▶ **What needs to be done**: Copy out each of the items below word for word, without the pictures.

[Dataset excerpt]

----

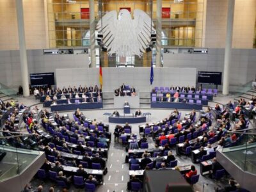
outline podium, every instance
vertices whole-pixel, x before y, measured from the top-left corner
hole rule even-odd
[[[124,106],[124,114],[131,113],[130,106]]]

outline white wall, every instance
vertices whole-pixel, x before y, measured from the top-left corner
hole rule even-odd
[[[209,49],[208,54],[164,53],[164,67],[196,67],[198,71],[223,72],[224,54],[224,49]],[[231,60],[231,85],[242,85],[255,79],[256,49],[233,49]]]
[[[195,68],[154,68],[154,83],[150,83],[150,67],[103,68],[103,91],[113,92],[124,83],[140,91],[150,91],[154,86],[195,86]],[[57,87],[69,85],[82,86],[99,85],[99,68],[58,68]]]
[[[88,54],[44,55],[44,50],[28,50],[29,73],[55,72],[56,68],[88,67]],[[0,51],[0,82],[10,87],[21,84],[19,51]],[[55,76],[56,77],[56,76]]]

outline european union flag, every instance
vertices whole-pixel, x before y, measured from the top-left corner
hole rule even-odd
[[[150,84],[153,83],[154,81],[154,70],[153,70],[153,59],[151,61],[151,69],[150,69]]]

----

▶ **Written response**:
outline podium, every instance
vertices whole-pixel, x before y, measured from the top-left corner
hole rule even-odd
[[[124,106],[124,114],[131,113],[130,106]]]

outline white wall, every instance
vertices whole-pixel, x before y, measured from the top-left corner
hole rule even-odd
[[[209,49],[208,54],[164,53],[164,67],[196,67],[198,71],[223,72],[224,54],[224,49]],[[231,60],[231,85],[242,85],[255,79],[256,49],[233,49]]]
[[[195,68],[154,68],[154,83],[150,83],[150,67],[103,68],[103,91],[113,92],[124,83],[140,91],[150,91],[154,86],[195,86]],[[57,87],[69,85],[82,86],[99,85],[99,68],[58,68]]]
[[[88,54],[44,55],[44,50],[28,50],[29,73],[55,72],[56,68],[88,67]],[[0,51],[0,82],[10,87],[21,84],[19,51]],[[55,76],[56,77],[56,76]]]

outline european union flag, every instance
vertices whole-pixel, x before y, measured from the top-left corner
hole rule even-odd
[[[150,84],[153,83],[154,81],[154,70],[153,70],[153,59],[151,61],[151,69],[150,69]]]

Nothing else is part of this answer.